*WRITTEN INSTRUCTION*
Rescale the listing below by writing out every line again, requests included. Multiply each box coordinate in the answers by 1.3 and round it to a whole number, with halves rounded up.

*RECORDS SHOWN*
— begin —
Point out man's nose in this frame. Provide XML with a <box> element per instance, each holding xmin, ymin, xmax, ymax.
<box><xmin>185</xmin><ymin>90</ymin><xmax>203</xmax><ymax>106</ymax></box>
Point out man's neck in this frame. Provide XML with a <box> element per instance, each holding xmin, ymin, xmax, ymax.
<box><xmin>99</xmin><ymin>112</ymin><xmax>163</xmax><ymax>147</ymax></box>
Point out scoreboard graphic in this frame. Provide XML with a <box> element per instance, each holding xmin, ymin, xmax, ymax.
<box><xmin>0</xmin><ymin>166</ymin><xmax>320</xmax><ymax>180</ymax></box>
— end —
*SOLUTION FOR THIS EXERCISE*
Point out man's nose in this frame. Provide XML with a <box> element per instance, each holding xmin, ymin, xmax, ymax.
<box><xmin>241</xmin><ymin>117</ymin><xmax>264</xmax><ymax>138</ymax></box>
Point out man's neck in this frame. Provide XML with a <box> element per instance, each holding xmin, ymin, xmax, ymax.
<box><xmin>129</xmin><ymin>146</ymin><xmax>212</xmax><ymax>191</ymax></box>
Point out scoreboard graphic in this frame. Provide XML with a <box> element per instance, each holding xmin, ymin, xmax, ymax.
<box><xmin>0</xmin><ymin>216</ymin><xmax>416</xmax><ymax>234</ymax></box>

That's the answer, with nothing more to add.